▶ [Metin]
==*==

Öşür

Öşür

Öşür vergisi kitap, sünnet ve icmâ
delillerine dayanır. Tahıl ve meyvelerde zekâtın gerekli olduğu, Kur’an-ı
Kerim’de ifade edilmektedir. “Ey iman
edenler, kazandıklarınızın temizlerinden ve size yerden çıkardıklarımızdan sarf
edin.”
(Bakara, 267) Ayetteki; “kazandığınız şeylerden” maksat ticaret
malları olup bunların zekâtı söz konusudur. “Size yerden çıkardığımız”
şeylerden maksat ise tarım ürünleri olup, bunların da öşrü kastedilir
(es-Serahsî, el-Mebsût, III, II). Başka bir ayette bazı ürünlerden şöyle söz
edilir: “Çardaklı ve çardaksız bağları,
tatları çeşitli ekin ve hurmaları, zeytin ve narı birbirine benzer ve benzemez
şekilde yaratan O’dur. Ürün verdiği zaman ürününden yiyin. Devşirildiği ve
biçildiği gün de hakkını verin.”
(En’am, 141). İbn Abbas (ö. 68/687) ve
Enes b. Mâlik’e (ö. 91/717) göre buradaki “hak”tan maksat, farz olan zekât
olup, bu da onda bir veya yirmide bir nispetinde alınır.

 

Hadislerde şöyle buyrulur: “Toprağın
bitirdiği mahsulde onda bir zekât vardır.”
(es-Serahsî, a.g.e., III,
2). “Nehirlerin
ve yağmur sularının suladığı mahsullerde öşür (onda bir); hayvanla sulanan
mahsullerde yarım öşür (yirmide bir) vardır.”

==*==

▶ [Verilen kayıtlar]

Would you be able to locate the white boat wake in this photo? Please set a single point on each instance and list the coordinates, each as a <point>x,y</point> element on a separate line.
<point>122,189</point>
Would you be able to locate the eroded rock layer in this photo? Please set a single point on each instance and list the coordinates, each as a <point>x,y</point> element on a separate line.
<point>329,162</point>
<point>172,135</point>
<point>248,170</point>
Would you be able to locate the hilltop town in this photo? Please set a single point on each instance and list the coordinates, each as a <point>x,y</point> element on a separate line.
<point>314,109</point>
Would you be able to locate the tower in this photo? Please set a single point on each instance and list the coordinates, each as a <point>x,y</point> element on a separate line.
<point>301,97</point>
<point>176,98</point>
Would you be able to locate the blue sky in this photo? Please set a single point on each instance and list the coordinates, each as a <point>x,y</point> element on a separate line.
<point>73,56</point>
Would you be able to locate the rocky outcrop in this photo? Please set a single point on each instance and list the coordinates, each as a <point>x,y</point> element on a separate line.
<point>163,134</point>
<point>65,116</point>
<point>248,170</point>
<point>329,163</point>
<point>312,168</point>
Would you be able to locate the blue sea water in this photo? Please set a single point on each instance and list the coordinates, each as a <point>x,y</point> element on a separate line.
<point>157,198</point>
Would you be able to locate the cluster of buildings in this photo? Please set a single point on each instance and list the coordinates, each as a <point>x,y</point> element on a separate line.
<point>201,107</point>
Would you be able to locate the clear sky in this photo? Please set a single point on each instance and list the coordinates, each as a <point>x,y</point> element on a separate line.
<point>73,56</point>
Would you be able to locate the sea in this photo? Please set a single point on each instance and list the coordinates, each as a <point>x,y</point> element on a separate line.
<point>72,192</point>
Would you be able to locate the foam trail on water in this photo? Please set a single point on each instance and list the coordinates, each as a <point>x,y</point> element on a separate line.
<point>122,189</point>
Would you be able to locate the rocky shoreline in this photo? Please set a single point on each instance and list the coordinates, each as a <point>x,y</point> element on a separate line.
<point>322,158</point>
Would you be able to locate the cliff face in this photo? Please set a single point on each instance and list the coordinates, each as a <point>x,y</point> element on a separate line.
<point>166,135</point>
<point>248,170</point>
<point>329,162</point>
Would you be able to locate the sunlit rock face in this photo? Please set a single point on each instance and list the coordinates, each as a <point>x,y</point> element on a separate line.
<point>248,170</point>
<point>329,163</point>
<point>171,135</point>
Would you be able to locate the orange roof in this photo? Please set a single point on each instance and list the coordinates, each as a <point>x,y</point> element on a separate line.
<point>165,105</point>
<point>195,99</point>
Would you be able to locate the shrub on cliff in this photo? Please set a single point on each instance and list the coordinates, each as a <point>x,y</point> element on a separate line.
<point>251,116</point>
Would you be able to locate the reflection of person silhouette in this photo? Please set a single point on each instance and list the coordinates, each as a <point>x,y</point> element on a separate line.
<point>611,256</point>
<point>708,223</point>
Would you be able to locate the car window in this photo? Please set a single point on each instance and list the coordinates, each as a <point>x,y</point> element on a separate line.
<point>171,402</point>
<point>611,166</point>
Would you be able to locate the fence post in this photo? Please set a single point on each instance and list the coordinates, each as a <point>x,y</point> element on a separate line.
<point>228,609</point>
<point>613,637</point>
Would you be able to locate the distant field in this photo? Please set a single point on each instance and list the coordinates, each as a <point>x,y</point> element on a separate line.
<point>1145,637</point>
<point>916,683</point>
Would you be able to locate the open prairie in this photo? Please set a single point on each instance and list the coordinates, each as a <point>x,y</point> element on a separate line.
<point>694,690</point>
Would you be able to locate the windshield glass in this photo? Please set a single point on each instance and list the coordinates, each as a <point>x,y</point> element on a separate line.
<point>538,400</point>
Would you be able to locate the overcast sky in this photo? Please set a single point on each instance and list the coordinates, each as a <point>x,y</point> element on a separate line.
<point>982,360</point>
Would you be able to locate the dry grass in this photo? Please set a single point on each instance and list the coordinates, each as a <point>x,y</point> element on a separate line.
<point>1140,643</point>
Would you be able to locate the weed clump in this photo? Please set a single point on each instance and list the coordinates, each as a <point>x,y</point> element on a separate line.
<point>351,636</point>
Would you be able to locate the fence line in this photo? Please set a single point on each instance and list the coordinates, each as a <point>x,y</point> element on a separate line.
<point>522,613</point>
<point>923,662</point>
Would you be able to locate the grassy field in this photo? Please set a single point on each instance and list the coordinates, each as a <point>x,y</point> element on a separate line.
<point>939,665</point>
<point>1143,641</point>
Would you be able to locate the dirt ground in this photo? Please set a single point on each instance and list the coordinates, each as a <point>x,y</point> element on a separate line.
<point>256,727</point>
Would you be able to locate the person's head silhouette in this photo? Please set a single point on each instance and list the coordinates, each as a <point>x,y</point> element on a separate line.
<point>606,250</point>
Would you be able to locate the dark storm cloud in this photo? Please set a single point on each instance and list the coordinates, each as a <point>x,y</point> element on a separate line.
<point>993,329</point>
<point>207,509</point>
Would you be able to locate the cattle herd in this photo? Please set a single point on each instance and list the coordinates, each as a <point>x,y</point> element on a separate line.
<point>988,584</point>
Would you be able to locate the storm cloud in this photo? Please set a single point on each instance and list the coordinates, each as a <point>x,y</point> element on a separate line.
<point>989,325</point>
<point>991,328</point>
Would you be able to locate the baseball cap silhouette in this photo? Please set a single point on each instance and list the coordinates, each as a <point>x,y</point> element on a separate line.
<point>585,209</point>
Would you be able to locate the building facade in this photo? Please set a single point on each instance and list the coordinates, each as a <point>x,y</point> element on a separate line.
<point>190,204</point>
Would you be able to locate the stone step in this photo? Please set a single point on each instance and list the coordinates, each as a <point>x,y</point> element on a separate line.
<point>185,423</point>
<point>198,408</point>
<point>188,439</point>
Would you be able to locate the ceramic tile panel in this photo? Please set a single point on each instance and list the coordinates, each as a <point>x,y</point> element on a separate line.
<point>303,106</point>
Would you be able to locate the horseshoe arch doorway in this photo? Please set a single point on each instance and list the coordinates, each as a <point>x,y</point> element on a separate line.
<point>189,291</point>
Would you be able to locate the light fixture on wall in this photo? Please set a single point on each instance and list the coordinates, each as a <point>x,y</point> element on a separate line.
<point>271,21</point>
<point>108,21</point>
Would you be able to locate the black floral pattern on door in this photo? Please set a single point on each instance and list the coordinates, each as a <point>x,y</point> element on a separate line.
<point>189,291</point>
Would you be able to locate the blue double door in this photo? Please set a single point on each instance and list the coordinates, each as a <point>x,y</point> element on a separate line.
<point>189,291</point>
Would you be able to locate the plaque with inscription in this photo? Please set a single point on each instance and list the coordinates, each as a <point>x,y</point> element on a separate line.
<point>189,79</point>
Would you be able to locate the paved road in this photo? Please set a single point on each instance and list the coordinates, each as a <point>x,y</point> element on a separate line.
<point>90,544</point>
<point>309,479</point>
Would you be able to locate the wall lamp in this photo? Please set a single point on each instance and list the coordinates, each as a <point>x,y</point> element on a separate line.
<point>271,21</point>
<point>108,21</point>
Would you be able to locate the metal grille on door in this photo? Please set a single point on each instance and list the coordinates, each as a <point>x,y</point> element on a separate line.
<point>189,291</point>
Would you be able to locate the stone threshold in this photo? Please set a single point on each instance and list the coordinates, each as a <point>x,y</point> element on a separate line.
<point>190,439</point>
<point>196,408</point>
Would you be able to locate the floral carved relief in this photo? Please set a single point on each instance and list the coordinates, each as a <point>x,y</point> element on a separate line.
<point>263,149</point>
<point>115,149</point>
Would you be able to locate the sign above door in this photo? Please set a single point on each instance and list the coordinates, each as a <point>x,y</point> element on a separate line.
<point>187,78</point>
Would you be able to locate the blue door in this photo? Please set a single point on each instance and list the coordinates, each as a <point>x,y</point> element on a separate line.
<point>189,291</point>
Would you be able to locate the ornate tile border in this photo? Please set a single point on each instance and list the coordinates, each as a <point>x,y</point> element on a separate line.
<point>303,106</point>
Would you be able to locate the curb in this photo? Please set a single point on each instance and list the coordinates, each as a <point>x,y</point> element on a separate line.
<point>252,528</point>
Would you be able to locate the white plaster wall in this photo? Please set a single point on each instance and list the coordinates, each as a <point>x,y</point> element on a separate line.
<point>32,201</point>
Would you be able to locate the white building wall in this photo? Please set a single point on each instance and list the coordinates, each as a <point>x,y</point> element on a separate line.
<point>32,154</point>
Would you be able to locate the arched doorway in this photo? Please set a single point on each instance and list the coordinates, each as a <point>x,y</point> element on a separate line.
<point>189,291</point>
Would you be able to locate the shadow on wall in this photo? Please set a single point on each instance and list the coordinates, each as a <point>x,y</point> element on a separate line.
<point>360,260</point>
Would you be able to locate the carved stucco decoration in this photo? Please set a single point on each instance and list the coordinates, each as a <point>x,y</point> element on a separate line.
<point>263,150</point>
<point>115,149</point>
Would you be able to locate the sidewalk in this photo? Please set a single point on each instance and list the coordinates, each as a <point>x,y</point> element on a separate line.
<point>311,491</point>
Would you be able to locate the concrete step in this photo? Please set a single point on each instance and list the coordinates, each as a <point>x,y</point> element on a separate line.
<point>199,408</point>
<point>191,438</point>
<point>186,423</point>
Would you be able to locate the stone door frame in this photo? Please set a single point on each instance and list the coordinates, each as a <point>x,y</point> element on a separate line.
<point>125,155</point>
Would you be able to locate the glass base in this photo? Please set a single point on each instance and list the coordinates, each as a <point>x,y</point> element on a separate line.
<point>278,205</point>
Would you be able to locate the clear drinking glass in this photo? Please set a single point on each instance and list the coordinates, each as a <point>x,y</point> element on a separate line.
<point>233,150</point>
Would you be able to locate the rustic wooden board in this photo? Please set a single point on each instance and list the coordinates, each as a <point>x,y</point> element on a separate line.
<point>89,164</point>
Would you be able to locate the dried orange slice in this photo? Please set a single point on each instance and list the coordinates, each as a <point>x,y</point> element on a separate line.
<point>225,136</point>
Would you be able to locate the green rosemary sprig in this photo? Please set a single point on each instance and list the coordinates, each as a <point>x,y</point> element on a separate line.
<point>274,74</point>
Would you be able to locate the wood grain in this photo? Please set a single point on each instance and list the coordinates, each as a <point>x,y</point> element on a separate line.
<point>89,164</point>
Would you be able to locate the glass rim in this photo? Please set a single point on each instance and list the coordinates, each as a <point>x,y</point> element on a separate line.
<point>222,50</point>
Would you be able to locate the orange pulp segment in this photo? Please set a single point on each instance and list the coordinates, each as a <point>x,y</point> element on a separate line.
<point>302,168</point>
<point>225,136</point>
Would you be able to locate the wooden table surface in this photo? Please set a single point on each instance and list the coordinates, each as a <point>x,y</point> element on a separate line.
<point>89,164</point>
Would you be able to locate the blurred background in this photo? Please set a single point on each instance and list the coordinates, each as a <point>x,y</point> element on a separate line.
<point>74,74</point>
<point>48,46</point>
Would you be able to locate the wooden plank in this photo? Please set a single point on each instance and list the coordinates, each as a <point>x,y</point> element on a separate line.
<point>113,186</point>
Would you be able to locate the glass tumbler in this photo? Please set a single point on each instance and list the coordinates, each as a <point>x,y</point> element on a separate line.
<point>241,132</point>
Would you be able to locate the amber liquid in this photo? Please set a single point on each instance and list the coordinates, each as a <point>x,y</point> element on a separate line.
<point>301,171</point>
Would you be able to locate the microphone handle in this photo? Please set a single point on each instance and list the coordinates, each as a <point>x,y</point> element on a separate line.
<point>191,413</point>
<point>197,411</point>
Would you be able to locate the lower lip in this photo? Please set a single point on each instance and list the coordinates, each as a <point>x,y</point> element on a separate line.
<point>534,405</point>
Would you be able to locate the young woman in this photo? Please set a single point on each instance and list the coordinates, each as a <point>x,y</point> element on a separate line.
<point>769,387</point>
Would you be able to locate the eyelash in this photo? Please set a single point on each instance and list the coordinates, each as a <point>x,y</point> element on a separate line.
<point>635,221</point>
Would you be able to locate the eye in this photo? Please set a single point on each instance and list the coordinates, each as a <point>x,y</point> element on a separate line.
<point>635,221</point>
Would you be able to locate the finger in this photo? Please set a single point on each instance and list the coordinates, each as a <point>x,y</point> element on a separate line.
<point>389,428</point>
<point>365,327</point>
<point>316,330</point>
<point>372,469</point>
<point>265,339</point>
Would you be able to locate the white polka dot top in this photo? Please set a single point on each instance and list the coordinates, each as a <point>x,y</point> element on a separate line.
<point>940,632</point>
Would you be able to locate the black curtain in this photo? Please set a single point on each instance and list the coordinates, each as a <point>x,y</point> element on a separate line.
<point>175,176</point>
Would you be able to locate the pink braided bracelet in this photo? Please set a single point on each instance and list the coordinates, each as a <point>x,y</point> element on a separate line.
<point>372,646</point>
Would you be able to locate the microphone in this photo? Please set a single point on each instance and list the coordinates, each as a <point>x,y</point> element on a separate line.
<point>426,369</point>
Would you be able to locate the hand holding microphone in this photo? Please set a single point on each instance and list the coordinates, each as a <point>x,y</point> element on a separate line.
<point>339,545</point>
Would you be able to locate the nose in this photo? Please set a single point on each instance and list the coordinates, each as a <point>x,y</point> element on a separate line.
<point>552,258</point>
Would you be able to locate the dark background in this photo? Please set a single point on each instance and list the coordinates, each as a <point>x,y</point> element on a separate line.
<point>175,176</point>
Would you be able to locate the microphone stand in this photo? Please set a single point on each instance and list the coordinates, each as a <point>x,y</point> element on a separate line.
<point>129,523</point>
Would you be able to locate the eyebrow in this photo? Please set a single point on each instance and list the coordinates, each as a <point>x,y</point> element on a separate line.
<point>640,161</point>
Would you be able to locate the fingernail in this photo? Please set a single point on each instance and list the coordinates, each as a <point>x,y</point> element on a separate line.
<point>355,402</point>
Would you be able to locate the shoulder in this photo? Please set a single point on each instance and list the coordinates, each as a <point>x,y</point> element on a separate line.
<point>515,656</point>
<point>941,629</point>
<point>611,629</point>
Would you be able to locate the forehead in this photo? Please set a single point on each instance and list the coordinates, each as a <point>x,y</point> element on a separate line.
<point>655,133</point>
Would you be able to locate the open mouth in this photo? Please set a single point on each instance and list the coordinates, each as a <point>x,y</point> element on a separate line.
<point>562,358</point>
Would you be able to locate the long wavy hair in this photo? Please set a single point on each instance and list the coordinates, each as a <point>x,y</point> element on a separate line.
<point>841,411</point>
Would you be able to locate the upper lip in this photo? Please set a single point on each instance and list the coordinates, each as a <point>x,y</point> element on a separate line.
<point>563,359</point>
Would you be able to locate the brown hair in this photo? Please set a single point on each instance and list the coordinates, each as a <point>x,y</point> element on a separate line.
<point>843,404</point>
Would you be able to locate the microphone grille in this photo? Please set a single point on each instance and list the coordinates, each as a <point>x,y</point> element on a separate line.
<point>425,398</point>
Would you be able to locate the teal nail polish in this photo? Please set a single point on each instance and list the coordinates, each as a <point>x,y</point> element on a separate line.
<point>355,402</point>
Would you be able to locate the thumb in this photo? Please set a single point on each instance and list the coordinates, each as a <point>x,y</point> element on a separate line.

==*==

▶ [Alıştırma yönergeleri]
1: Öşür metnine göre, hayvanla sulanan mahsullerde ne kadar öşür vardır?
2: Öşür konulu metni kaldığı yerden sürdürün.

▶ [Cevaplar]
1: Yarım öşür, yani yirmide bir.

2:
(Sahîh-i Müslim, terc. ve
şerh. Ahmed Davudoğlu, İstanbul 1977, V, 280) Öşür yükümlüsünün Müslüman olması
gerekir. Gayrimüslimlerden öşür vergisi alınmaz. Mümeyyiz ve gayri mümeyyiz
küçüklerle akıl hastalarının ürünleri de arazi, öşür arazisi olunca öşre
tabidir. Çünkü öşür bir ibadet olmaktan çok, nimetin külfeti kabilinden
sayılmıştır. Hâlbuki öşür dışındaki diğer zekât yükümlülerinin akıl ve bâliğ
olmaları şarttır. Bu konuda ibadetle yükümlü olmayanların zekâtla da yükümlü
olmayacakları prensibi benimsenmiştir. (es-Serahsî, a.g.e., III, 4; İbn Nüceym,
el-Bahru’r-Râik, el-Matbaatül-İlmiyye, (t.y), II, 254) Öşür, nimetin külfeti ve
verimli toprağın ürünü üzerinden alınan bir vergi olduğu için, İslam devleti
tarafından zorla alınıp mahalline sarf edilebilir.

 

Hangi
çeşit toprak ürünlerine öşür gerekir?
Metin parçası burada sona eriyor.